◆ MATERIAL PROVIDED
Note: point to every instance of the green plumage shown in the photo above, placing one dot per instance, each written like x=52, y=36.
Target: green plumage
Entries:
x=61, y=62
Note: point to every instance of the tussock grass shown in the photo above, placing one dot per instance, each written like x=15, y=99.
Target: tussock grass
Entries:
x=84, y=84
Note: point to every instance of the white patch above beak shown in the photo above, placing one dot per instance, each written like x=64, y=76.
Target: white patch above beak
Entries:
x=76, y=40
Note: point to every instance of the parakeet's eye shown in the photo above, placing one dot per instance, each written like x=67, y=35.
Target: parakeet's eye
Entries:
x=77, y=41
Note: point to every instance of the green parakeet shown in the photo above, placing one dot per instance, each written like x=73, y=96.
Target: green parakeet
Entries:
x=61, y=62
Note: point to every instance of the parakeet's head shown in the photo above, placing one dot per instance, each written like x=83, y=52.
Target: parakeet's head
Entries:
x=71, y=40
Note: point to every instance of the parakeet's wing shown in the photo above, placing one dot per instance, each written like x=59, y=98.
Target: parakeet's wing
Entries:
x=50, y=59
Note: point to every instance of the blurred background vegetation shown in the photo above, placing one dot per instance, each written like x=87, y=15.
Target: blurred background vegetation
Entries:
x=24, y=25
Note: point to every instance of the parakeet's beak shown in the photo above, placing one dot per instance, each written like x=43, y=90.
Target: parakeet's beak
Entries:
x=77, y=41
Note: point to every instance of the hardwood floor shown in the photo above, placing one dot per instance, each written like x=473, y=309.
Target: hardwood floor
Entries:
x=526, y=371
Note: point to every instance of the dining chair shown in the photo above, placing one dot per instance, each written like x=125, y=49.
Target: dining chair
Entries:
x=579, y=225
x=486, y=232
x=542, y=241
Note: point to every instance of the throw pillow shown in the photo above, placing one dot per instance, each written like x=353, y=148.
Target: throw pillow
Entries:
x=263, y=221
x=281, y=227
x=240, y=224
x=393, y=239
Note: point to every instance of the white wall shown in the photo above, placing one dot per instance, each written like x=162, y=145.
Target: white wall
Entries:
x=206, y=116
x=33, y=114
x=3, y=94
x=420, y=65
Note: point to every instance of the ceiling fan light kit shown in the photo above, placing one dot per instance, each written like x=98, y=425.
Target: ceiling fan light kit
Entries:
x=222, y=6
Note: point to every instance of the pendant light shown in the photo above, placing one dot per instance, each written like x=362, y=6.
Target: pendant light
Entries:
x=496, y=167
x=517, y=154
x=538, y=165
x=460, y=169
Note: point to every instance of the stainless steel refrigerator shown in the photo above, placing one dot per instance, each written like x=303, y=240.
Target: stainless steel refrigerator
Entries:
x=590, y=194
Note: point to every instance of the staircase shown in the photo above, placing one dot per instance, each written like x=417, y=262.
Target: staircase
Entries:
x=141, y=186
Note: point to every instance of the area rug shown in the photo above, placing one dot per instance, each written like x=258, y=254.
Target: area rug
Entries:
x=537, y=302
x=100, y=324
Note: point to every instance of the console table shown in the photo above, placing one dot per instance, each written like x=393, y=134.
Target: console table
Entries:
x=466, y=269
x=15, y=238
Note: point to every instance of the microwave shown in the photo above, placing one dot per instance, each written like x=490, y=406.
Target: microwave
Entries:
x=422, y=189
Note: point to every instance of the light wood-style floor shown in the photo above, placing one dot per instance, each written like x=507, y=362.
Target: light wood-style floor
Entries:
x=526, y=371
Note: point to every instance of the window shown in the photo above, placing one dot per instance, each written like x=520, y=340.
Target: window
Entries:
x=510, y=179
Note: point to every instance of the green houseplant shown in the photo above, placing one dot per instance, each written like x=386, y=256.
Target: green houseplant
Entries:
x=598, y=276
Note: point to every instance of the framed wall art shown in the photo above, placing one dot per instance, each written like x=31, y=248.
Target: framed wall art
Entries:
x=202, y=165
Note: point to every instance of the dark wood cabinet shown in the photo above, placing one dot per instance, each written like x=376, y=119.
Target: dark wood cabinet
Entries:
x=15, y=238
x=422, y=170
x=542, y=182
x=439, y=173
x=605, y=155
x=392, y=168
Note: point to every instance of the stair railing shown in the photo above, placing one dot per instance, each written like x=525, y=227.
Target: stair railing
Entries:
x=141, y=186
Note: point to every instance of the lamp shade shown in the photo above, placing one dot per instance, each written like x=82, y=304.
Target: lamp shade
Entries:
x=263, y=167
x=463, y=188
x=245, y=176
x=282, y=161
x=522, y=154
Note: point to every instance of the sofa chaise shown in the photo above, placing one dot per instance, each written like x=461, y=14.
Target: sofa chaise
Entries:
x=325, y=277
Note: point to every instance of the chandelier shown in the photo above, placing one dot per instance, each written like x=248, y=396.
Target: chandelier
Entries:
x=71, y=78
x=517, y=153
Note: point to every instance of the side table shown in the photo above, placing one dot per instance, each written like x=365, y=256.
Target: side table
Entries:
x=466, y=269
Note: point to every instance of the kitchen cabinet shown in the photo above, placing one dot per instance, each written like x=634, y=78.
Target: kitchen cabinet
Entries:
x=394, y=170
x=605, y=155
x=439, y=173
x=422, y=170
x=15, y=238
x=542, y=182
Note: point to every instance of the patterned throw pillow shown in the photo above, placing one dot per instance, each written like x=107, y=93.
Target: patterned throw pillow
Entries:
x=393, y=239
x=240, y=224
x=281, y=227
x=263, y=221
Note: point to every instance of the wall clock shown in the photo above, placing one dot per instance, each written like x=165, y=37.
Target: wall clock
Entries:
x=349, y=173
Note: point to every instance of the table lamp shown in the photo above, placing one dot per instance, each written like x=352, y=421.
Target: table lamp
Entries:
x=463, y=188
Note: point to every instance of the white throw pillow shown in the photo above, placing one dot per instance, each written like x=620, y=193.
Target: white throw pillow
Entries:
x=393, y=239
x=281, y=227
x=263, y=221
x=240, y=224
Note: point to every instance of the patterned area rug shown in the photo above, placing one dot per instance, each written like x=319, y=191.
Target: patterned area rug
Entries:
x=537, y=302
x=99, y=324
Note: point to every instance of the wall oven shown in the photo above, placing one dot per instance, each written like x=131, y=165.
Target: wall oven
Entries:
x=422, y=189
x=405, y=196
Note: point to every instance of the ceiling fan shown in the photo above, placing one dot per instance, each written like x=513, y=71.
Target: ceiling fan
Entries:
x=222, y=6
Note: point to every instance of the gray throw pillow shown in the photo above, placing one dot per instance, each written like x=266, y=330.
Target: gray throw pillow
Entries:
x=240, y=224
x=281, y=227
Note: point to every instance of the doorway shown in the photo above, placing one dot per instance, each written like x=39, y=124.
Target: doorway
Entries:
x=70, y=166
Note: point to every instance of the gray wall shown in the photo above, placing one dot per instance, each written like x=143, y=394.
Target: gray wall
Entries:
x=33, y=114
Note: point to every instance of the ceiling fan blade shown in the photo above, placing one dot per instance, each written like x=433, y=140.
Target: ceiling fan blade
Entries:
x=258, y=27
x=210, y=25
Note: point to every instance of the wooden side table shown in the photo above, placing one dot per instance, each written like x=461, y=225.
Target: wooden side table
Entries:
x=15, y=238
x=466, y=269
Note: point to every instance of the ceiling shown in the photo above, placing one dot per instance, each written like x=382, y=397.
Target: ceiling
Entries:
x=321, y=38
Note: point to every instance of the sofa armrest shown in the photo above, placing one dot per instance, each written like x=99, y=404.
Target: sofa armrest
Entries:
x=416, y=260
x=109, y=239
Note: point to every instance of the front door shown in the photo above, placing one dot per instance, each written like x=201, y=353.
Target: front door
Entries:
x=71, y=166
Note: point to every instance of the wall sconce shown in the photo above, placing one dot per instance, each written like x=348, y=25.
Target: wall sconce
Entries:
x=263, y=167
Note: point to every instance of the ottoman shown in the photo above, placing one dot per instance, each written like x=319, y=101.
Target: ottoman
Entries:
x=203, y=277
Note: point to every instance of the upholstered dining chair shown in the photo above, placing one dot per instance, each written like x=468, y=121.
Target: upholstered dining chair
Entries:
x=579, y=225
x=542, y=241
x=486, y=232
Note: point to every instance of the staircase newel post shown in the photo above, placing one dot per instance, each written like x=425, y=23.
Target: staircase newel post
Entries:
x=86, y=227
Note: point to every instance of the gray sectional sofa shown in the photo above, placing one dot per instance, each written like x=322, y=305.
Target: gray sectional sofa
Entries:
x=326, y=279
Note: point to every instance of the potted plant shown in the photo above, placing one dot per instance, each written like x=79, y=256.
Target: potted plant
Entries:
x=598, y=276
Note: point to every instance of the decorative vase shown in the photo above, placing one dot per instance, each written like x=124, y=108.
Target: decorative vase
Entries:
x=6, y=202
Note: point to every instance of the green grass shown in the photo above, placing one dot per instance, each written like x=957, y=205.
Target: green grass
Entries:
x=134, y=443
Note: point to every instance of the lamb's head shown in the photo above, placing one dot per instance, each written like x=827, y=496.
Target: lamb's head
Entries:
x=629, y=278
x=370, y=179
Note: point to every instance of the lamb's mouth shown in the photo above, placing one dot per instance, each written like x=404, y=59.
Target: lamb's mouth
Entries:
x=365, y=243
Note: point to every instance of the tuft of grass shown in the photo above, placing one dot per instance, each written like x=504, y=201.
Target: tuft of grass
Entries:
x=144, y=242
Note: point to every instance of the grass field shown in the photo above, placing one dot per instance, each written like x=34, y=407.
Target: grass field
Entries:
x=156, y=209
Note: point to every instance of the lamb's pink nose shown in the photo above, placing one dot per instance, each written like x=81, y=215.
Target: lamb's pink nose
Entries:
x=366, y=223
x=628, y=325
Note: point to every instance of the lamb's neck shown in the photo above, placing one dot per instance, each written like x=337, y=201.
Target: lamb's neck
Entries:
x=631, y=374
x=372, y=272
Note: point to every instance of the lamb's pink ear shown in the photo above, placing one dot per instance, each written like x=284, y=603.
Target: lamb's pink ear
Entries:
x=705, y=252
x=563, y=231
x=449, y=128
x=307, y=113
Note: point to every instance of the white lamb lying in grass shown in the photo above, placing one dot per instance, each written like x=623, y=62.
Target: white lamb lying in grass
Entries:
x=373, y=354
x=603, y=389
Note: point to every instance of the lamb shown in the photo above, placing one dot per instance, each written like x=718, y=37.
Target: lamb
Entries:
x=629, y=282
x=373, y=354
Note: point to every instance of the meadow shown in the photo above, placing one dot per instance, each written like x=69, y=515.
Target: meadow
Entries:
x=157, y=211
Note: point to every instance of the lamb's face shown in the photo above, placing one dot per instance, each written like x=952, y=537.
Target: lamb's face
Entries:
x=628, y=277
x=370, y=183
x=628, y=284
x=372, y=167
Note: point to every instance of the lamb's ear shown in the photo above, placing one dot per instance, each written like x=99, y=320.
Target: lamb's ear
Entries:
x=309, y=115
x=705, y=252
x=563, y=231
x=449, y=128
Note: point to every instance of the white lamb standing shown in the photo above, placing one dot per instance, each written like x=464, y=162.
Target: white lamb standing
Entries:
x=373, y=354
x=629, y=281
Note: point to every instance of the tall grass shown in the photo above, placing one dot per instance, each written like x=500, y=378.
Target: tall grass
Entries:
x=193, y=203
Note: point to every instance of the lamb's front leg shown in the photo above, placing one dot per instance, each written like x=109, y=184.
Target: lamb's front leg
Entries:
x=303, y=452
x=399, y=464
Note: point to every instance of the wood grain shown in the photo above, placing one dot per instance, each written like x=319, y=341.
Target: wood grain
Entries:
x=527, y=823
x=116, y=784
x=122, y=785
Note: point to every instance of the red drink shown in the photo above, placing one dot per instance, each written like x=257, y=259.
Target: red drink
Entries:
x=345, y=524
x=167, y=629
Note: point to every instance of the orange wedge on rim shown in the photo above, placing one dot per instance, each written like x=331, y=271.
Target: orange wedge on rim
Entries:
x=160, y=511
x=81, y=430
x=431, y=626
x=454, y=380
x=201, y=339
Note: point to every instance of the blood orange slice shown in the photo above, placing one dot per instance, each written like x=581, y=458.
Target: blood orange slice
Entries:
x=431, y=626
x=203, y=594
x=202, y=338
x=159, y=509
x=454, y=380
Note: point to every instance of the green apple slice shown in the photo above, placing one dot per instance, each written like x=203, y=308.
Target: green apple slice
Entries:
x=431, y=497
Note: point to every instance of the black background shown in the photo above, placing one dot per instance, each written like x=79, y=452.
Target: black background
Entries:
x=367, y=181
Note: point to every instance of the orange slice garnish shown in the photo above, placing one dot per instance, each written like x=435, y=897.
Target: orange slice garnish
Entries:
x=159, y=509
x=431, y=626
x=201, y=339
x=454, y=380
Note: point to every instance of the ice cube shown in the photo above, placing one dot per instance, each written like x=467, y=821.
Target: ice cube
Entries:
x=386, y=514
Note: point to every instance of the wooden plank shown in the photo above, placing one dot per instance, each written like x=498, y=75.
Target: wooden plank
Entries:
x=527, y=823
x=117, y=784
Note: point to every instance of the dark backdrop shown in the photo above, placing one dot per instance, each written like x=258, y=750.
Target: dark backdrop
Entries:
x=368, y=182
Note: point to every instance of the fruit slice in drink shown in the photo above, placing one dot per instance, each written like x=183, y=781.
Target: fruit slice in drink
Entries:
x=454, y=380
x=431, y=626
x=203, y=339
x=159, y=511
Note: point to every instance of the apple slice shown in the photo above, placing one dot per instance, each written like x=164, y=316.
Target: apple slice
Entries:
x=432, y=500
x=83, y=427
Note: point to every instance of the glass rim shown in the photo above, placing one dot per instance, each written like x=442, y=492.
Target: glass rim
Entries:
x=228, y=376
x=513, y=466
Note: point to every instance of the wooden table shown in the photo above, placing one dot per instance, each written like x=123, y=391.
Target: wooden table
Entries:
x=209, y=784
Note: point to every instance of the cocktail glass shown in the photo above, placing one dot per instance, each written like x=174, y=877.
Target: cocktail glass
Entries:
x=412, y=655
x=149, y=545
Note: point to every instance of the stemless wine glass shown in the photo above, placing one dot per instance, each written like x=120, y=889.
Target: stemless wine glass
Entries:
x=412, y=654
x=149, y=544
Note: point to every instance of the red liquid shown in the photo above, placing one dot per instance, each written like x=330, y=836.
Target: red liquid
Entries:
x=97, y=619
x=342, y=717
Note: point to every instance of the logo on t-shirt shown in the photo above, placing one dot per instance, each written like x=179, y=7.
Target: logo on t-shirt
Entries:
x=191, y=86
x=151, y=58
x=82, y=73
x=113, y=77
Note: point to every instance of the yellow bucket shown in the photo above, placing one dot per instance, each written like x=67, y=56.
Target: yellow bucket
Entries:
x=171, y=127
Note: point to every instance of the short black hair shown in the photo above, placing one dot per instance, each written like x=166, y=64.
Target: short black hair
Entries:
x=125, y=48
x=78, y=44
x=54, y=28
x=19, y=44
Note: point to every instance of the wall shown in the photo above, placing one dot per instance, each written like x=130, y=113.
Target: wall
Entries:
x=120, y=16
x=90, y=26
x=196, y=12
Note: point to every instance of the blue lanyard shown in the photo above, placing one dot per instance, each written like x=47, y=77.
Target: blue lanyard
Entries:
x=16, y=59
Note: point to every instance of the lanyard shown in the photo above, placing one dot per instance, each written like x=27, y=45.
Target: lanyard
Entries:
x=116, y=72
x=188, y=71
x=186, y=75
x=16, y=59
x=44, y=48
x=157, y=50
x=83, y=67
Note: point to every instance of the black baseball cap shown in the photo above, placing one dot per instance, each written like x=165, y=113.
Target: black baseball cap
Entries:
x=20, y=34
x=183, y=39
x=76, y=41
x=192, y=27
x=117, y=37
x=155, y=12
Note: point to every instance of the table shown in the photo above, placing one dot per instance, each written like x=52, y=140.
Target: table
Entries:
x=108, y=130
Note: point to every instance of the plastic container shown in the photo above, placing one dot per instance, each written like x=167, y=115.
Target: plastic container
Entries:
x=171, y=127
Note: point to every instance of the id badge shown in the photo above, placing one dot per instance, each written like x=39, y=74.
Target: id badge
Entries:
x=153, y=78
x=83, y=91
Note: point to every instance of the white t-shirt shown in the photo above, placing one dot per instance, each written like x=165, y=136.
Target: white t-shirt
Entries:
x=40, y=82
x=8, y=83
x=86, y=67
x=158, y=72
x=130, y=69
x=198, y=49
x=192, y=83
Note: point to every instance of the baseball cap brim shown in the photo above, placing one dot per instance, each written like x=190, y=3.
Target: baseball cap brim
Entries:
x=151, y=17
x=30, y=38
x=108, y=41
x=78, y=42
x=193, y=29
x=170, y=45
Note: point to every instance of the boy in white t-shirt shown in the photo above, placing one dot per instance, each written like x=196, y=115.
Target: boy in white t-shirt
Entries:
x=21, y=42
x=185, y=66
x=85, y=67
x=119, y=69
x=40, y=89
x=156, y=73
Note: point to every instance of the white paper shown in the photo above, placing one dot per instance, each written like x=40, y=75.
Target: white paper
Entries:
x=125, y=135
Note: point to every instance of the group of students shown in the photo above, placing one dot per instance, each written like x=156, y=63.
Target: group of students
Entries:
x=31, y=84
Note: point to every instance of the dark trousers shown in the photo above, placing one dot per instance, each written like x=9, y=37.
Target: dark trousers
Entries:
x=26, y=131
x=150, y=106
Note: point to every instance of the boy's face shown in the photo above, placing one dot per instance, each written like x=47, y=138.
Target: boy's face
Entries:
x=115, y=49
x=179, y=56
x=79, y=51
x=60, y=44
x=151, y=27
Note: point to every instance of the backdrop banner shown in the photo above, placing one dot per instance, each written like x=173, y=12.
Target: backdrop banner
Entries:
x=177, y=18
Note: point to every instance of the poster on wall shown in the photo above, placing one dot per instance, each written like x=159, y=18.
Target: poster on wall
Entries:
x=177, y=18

◆ INSTRUCTION
Please copy the records above word for word, from the line with "Note: point to every instance of the orange wedge" up to and including the line with "x=367, y=181".

◆ TASK RESPONSE
Note: point to every instance of the orange wedge on rim shown in the photo above, placing one dot per instance, each written like x=331, y=271.
Target: orange wedge on rim
Entries:
x=160, y=511
x=81, y=430
x=431, y=626
x=454, y=380
x=201, y=339
Note: point to every instance of the blood orange slice shown in the photo above, placing one dot per instance, each written like x=581, y=458.
Target: blood orange slice
Entries:
x=431, y=626
x=203, y=594
x=202, y=338
x=159, y=509
x=454, y=380
Note: point to every instance of the green apple slice shown in the photo above, placing one dot per instance, each written like x=203, y=308.
Target: green apple slice
Entries:
x=431, y=497
Note: point to every instance of the black background shown in the photo above, placing one dot per instance, each written like x=79, y=452.
Target: black background
Entries:
x=367, y=181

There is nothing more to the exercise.